Format the material below as a Markdown table with the columns No. and Line. Include only the lines from the one containing "Detect all occurrences of rocky debris." through the one containing "[0,175,173,265]", both included, with one numbered row per line and blank lines left out.
start SUPPLIED RECORDS
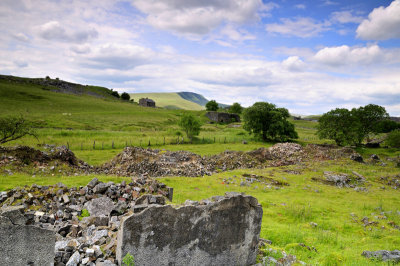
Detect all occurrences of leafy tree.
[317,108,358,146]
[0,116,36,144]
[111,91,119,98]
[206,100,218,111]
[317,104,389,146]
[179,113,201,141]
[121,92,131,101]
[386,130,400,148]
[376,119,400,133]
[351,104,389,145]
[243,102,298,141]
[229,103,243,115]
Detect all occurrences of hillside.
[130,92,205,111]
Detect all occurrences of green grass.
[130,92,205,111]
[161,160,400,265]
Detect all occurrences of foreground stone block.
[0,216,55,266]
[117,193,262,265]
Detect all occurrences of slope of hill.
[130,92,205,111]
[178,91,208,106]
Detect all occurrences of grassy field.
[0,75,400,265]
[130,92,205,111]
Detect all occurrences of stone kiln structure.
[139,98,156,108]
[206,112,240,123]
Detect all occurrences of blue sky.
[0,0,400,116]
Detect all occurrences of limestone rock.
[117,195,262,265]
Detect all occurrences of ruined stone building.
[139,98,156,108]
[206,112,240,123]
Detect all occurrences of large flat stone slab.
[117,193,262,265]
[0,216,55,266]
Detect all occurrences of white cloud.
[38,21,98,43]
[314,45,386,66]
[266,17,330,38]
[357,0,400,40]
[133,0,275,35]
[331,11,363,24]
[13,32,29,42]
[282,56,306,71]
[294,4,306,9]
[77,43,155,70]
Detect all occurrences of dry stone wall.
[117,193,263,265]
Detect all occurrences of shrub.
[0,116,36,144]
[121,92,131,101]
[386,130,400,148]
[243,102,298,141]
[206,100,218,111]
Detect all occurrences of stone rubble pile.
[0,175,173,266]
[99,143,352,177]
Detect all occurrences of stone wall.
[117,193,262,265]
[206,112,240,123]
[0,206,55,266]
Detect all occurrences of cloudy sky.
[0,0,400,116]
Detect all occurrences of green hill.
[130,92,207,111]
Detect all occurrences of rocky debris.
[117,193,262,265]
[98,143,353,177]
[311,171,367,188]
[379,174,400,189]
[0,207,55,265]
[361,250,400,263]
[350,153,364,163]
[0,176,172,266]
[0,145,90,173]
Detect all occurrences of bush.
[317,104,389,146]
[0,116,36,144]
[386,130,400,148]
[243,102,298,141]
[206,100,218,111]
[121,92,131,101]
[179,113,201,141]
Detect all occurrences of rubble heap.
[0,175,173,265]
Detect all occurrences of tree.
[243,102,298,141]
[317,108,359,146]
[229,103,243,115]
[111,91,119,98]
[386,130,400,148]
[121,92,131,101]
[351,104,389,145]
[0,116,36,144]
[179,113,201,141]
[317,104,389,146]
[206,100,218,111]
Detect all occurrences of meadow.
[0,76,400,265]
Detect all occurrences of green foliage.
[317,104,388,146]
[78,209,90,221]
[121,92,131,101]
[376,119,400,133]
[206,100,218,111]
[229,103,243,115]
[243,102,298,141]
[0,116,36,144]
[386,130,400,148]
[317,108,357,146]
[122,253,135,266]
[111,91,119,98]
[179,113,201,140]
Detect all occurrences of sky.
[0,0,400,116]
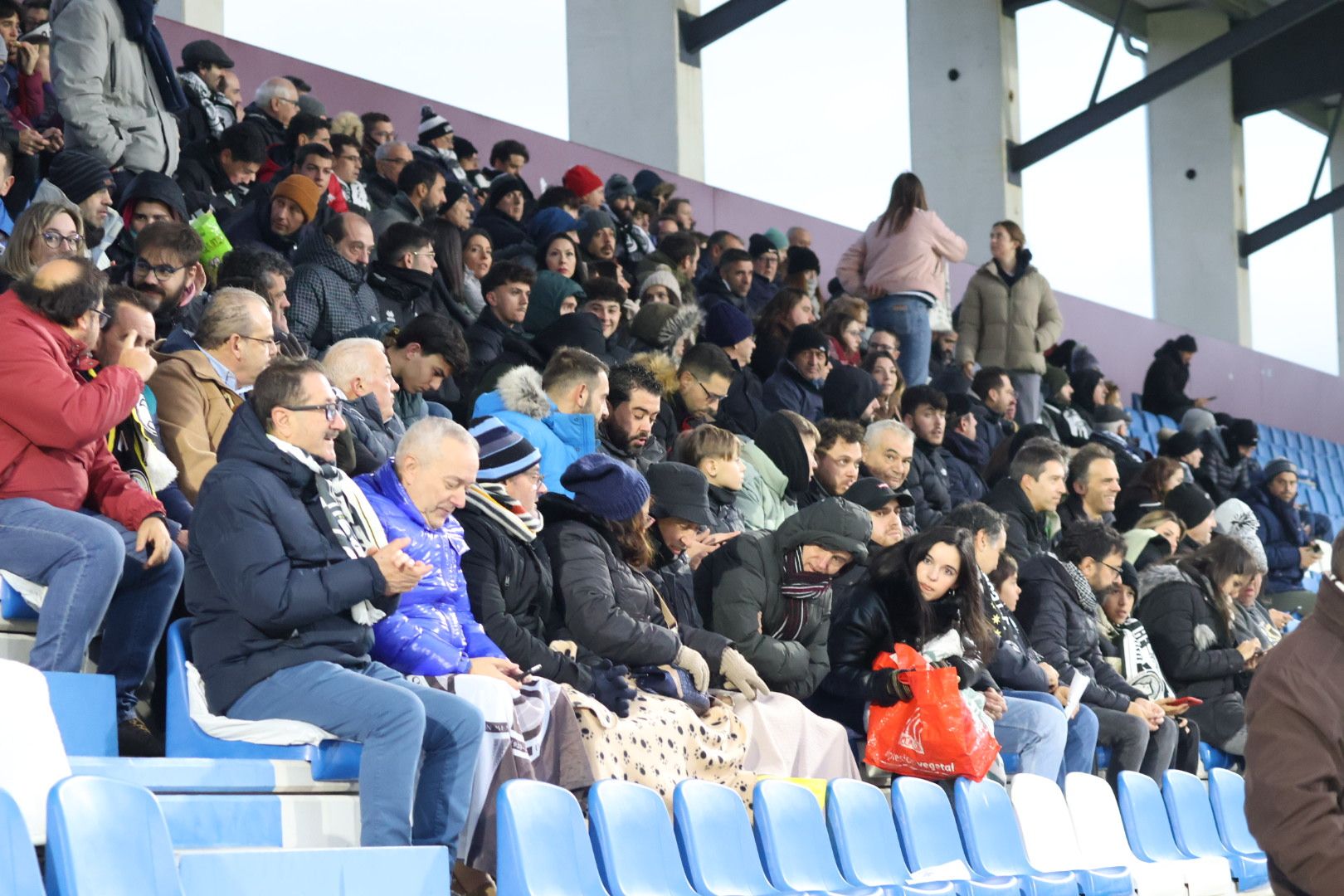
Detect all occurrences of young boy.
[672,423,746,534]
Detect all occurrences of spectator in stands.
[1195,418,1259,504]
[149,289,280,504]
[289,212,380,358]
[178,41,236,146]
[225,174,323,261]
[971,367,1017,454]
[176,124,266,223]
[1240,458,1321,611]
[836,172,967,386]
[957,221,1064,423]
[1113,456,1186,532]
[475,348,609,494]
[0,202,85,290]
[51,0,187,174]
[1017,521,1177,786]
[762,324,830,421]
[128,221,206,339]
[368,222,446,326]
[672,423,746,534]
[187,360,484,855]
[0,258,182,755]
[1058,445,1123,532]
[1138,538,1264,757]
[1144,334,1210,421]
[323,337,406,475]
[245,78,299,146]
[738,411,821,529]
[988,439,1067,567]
end SUPPLIED RECORDS
[SOLUTION FOR THIS TASK]
| No. | Line |
|---|---|
| 1 | Detect all occurrences of rocky debris. |
| 2 | [117,193,262,265] |
| 3 | [98,143,353,177] |
| 4 | [311,171,367,188] |
| 5 | [379,174,400,189] |
| 6 | [0,207,55,265] |
| 7 | [361,250,400,263] |
| 8 | [350,153,364,163] |
| 9 | [0,176,172,266] |
| 10 | [0,145,90,173] |
| 11 | Detect all occurrences of bush. |
| 12 | [317,104,389,146] |
| 13 | [0,116,36,144] |
| 14 | [386,130,400,148] |
| 15 | [243,102,298,141] |
| 16 | [206,100,218,111] |
| 17 | [121,92,131,101] |
| 18 | [179,113,201,141] |
| 19 | Detect all occurrences of rubble heap. |
| 20 | [0,175,173,265] |